-- Records to process start --
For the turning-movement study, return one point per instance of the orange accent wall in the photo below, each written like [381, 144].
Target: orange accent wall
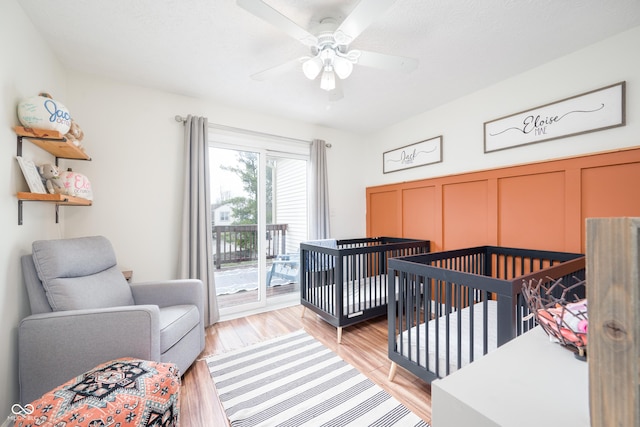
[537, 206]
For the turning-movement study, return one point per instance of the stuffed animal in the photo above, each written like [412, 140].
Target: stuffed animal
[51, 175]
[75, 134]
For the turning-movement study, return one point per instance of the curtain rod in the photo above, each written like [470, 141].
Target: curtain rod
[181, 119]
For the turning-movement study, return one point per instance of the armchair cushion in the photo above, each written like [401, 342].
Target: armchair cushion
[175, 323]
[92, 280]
-- Records to process end --
-- Records to process start --
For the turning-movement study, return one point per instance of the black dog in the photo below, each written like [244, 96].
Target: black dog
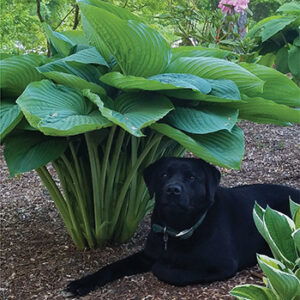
-- Records to process end --
_Exercise objective_
How many lines of the entries contain the string "animal"? Reply with the number alone.

_Worked answer_
2